● WHAT TO WORK ON
Going from the top of the data below, give again each line through the one containing "Indicate one point per instance of the leaf", both ends kept.

DATA FOR REVIEW below:

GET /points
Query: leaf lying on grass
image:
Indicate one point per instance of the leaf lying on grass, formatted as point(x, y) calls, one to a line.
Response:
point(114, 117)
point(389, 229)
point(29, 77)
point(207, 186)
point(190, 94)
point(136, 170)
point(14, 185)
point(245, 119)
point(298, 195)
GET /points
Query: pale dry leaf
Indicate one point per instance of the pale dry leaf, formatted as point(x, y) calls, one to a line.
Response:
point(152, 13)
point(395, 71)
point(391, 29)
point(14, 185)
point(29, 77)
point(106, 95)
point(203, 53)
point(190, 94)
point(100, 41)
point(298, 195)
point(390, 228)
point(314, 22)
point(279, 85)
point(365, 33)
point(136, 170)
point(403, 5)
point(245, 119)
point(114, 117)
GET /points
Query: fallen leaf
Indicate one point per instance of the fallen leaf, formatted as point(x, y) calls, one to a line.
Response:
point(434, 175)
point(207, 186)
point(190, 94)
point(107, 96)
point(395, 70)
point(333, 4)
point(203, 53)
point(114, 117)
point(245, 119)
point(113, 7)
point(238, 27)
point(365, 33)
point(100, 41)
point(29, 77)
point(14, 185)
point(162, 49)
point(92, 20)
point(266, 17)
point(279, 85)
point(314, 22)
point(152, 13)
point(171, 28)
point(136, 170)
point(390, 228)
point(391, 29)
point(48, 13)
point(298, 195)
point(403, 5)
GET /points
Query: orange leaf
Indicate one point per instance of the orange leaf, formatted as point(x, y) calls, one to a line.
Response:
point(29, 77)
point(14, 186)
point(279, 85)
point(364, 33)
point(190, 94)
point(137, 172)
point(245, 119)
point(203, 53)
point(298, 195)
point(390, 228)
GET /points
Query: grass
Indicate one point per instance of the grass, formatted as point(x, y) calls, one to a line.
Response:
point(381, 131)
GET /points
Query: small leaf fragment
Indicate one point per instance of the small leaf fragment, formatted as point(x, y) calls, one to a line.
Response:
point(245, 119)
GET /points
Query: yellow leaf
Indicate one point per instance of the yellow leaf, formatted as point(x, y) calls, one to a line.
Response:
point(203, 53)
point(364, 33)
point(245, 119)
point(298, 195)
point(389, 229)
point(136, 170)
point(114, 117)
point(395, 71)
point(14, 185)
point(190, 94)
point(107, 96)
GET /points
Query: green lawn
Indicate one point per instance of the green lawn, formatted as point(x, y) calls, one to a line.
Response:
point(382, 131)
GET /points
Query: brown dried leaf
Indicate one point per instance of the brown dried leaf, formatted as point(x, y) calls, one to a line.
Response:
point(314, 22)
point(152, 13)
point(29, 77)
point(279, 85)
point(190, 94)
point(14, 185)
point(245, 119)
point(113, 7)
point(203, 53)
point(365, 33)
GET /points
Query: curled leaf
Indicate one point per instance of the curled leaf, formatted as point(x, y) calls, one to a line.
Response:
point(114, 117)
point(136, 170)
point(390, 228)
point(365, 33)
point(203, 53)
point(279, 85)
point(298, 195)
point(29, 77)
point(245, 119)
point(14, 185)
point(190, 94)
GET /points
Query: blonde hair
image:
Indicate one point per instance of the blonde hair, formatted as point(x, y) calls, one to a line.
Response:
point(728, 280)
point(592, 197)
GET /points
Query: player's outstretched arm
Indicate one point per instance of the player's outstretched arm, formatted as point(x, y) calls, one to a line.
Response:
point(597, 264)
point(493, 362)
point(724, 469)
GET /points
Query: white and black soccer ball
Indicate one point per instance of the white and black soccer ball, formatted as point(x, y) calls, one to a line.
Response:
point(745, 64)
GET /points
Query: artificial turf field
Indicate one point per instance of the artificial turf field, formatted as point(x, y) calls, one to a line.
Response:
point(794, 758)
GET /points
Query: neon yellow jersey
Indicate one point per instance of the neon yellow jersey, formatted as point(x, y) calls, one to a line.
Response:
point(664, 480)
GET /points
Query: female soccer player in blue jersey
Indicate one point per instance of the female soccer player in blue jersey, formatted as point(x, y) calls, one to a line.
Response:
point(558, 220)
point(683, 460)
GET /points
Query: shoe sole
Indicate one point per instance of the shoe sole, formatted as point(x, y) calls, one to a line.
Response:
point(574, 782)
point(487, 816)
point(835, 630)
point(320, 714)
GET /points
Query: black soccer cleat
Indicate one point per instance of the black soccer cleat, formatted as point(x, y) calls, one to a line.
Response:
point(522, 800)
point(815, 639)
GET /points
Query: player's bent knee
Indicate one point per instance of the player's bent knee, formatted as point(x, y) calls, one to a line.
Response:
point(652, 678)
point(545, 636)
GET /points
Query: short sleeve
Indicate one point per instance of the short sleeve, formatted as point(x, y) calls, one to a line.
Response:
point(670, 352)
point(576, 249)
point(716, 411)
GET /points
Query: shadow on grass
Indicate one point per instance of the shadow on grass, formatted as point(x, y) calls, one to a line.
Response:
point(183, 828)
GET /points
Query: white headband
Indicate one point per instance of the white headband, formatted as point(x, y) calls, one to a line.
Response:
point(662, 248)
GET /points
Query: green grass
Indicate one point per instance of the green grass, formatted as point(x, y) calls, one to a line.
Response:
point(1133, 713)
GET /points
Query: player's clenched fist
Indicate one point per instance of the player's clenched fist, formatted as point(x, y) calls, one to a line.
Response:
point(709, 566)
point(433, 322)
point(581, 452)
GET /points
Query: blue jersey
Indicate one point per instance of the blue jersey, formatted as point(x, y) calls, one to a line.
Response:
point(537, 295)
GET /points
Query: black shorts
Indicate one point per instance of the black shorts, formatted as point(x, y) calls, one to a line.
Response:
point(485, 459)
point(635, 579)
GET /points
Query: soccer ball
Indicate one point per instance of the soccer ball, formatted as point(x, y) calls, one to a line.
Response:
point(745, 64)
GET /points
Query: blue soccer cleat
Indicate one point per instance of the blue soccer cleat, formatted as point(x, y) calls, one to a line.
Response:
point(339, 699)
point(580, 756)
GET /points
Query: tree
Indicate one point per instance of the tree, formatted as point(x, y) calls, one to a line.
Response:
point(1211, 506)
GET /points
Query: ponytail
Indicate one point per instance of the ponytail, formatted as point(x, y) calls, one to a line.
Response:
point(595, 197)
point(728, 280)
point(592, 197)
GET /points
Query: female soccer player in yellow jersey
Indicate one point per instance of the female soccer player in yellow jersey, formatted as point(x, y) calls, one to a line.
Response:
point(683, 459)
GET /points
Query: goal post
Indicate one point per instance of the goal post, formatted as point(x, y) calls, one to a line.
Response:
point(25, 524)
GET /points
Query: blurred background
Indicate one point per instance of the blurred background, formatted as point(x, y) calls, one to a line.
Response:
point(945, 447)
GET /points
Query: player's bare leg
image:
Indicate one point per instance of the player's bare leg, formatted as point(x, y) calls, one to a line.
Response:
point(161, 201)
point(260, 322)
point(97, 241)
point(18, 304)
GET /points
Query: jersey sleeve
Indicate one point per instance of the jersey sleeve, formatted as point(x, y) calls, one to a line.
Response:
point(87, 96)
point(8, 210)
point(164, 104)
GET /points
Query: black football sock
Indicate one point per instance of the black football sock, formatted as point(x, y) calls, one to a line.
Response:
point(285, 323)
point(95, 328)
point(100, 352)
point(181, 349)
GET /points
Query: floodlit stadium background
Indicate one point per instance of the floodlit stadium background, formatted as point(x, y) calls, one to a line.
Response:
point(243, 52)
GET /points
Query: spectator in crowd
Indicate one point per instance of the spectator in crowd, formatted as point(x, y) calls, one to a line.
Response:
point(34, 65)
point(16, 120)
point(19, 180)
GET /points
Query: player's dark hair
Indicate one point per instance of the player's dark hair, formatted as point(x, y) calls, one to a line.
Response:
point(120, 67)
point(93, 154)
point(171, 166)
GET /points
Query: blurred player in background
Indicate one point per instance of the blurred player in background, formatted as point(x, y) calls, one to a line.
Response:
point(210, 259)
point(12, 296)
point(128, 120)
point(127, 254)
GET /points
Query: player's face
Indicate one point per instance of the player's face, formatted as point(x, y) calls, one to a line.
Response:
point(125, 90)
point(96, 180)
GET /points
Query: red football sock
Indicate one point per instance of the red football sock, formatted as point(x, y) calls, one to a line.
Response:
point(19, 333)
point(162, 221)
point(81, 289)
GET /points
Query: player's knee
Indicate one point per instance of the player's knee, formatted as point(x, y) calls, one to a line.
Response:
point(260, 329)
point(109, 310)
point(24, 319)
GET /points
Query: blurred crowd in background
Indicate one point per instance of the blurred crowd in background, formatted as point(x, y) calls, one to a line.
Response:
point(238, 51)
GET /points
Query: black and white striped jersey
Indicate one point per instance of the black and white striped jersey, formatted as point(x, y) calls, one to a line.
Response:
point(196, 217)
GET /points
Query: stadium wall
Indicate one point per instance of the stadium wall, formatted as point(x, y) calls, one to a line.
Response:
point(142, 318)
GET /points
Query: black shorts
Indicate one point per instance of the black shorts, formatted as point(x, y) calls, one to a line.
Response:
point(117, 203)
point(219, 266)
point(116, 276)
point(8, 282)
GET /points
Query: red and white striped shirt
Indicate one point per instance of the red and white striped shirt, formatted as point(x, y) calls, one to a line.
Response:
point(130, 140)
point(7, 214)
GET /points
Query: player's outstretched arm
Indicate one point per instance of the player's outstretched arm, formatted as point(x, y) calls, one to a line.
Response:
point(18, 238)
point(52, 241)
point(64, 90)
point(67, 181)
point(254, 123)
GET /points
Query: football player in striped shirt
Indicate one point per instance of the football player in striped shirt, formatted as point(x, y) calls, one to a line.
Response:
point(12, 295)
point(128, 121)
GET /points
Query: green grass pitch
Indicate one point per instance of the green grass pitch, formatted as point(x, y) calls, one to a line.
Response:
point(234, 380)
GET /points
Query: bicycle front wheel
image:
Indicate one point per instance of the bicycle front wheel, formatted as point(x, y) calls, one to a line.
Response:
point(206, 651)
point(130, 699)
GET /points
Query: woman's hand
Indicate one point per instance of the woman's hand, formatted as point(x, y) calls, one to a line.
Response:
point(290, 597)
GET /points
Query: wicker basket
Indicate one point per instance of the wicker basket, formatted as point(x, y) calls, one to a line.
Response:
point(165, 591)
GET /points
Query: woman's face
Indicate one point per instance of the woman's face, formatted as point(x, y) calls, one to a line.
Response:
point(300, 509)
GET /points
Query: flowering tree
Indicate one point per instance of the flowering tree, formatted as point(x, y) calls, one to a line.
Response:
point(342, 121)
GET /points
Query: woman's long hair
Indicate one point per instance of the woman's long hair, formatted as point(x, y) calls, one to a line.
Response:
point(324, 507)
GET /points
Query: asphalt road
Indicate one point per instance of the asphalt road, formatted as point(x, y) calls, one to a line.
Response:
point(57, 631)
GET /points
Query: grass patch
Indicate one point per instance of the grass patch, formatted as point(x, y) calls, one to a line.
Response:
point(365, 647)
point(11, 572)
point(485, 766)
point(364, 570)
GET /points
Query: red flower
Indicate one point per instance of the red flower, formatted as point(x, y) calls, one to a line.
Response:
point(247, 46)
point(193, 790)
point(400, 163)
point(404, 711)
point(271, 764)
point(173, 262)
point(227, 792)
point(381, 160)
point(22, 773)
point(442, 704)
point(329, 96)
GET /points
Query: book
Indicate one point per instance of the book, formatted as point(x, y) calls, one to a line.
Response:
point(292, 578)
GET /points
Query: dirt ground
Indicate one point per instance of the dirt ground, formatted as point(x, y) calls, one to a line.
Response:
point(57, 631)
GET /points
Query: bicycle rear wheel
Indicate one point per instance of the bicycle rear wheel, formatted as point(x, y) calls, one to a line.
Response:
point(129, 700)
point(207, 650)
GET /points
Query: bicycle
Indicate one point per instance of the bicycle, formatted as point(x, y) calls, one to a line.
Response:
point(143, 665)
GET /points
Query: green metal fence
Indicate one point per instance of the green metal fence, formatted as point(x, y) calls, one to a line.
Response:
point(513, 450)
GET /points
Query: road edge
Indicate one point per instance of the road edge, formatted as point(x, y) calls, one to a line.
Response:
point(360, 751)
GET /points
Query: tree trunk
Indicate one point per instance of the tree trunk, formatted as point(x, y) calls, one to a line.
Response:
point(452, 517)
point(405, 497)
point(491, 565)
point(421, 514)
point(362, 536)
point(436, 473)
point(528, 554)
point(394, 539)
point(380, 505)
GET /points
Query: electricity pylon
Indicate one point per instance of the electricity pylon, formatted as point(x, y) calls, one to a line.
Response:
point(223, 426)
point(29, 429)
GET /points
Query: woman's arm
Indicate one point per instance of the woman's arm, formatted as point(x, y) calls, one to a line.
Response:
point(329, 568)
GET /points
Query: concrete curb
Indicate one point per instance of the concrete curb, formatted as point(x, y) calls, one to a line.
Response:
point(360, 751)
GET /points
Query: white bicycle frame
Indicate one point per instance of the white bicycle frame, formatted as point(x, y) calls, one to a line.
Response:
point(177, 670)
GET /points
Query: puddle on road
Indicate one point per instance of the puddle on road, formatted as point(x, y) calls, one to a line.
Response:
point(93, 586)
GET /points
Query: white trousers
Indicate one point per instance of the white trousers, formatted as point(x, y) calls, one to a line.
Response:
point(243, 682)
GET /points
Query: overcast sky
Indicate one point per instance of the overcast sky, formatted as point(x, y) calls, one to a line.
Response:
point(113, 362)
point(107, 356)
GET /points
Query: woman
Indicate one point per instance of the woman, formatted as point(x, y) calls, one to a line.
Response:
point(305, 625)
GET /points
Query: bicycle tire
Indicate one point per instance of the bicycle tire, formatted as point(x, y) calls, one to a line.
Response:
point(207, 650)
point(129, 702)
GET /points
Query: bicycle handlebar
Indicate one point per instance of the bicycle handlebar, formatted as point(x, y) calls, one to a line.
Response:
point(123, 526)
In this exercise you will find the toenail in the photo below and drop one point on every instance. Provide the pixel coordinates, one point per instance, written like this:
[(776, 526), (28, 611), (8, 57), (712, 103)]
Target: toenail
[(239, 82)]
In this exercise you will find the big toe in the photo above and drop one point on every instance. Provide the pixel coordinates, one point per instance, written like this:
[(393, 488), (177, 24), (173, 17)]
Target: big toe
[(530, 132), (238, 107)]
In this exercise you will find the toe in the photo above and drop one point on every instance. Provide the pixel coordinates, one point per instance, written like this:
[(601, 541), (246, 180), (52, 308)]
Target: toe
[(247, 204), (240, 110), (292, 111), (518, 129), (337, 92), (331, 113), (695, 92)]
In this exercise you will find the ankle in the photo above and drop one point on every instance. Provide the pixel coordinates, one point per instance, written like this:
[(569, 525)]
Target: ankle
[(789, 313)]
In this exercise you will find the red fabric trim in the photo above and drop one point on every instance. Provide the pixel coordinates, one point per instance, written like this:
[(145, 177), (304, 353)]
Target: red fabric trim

End of DATA FOR REVIEW.

● FINISHED TASK
GET /points
Query: leaf lying on grass
image:
Indicate one point per instance of the leaf lying on grass, formatted as point(x, y) calls, one to a line.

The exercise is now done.